◆ **PASSAGE**:
Almost family

Hello, Mom, she said, over my cell- phone the night of January 3. She’s back! One of my three baby girls is back! I wasn’t expecting her until the third week of January, or so I thought anyway, but here she was and my new home was not yet totally fixed. But first she was living with her sister, one of my other baby girls, and tomorrow she was going to the beach to celebrate the 50th birthday of her good friend, one of the godmothers of her only son, Julian, my Wootie Woo. That’s what I called him when he was a baby. He was my Cutie Wootie Woo.

I remember when he was born. Sarri, my second daughter, came into my room and told me she thought she was in labor and needed to go to the hospital and I tried to be cool and succeeded on the surface of things but not underneath. Underneath all I could say was, “Omigod, she’s having a baby! What am I gonna do?”

But much later on the same day, when I saw him and held him in my arms, I adored him. He was the most beautiful baby of all. Let me say this, however. That’s the way I feel about every single baby I have ever had  I’ve had four  and all their eight babies as well. I love them, absolutely adore them all when they were babies. They smelled so good. They had such beautiful little hands and feet. I can live full time for them alone.

Last night, after he had cooked us a steak dinner, messed up my kitchen, and finally put the last piece of steak in a plastic container to give to Arnel, my houseman who had helped take care of him when he was small, I looked at Julian’s hands. They had grown big and strong. He is, after all, 15 years old now, just a little bit taller than me, and so good-looking he makes even me swoon (look at this picture of him playing an intense king in a Shakespeare play).

◆ **RECORD EXTRACTS**:
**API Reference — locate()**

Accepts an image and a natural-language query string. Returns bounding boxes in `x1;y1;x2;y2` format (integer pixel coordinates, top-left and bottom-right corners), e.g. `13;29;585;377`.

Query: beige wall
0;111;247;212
---
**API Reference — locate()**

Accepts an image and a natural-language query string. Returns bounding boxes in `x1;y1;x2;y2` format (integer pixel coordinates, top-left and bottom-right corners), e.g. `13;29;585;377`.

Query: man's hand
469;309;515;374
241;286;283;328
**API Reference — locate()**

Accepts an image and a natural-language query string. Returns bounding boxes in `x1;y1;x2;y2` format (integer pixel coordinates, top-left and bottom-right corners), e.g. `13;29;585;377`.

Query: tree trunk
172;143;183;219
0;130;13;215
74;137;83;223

◆ **WHAT YOU SHOULD DO**:
In the "Almost family" passage, what reasons does the narrator give for adoring every baby? Answer in one to three sentences.

◆ **TASK RESULT**:
The narrator says the babies smelled so good and had such beautiful little hands and feet.